[Entries from a dataset]
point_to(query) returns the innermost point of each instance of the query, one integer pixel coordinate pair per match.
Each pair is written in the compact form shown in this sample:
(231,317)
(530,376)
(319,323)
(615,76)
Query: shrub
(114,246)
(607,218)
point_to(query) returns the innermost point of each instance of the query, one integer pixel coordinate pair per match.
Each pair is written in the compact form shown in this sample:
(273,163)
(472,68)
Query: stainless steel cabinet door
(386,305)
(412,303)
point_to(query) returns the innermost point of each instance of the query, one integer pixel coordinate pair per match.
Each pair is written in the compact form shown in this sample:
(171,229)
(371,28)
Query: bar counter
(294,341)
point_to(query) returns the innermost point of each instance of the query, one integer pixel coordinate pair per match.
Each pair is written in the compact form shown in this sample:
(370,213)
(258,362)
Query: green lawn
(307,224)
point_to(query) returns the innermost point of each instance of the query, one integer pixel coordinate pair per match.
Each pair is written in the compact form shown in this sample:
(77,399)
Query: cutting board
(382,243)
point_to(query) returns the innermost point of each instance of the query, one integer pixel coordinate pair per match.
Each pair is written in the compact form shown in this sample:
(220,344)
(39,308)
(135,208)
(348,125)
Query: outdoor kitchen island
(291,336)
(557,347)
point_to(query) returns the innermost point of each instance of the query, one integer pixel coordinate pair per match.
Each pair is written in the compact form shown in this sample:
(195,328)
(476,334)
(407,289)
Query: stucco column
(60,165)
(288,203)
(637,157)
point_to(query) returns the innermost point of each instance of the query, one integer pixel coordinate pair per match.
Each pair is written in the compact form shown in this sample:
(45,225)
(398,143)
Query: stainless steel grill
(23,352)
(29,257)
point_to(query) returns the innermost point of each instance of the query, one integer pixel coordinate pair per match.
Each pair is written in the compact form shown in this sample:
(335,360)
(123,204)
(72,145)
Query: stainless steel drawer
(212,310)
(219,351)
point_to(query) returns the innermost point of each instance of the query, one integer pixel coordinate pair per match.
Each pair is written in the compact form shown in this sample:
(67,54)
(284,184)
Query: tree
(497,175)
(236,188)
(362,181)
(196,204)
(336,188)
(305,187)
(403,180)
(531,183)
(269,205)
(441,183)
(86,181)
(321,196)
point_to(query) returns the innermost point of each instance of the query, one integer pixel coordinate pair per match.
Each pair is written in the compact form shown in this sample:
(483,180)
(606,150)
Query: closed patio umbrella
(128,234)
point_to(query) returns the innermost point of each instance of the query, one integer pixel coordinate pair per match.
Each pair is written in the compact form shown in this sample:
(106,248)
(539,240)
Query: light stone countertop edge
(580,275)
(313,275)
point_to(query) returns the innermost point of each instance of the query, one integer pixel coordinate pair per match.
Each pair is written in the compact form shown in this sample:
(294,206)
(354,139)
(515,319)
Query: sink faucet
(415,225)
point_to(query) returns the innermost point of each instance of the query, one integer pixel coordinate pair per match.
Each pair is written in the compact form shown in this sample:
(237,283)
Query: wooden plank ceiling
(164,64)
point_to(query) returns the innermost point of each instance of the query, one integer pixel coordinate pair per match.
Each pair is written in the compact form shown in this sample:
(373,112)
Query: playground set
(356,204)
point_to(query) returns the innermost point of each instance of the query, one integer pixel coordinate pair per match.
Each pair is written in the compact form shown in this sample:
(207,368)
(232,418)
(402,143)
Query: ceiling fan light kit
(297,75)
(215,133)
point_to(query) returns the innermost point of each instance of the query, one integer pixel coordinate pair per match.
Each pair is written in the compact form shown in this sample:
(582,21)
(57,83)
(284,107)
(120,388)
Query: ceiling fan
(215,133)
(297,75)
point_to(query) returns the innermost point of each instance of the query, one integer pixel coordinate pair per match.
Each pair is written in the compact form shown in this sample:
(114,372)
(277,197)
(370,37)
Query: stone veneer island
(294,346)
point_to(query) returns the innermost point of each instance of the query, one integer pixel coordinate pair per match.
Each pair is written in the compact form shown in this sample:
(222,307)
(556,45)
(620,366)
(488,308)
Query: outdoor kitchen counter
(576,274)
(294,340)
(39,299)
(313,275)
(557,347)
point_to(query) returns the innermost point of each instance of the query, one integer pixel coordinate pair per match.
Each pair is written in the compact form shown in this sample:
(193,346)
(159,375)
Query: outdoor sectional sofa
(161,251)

GOAL OF THE EXERCISE: Pick out every line of the data above that contains the word "kitchen".

REPLY TO THE EXERCISE:
Query: outdoor kitchen island
Query: outdoor kitchen counter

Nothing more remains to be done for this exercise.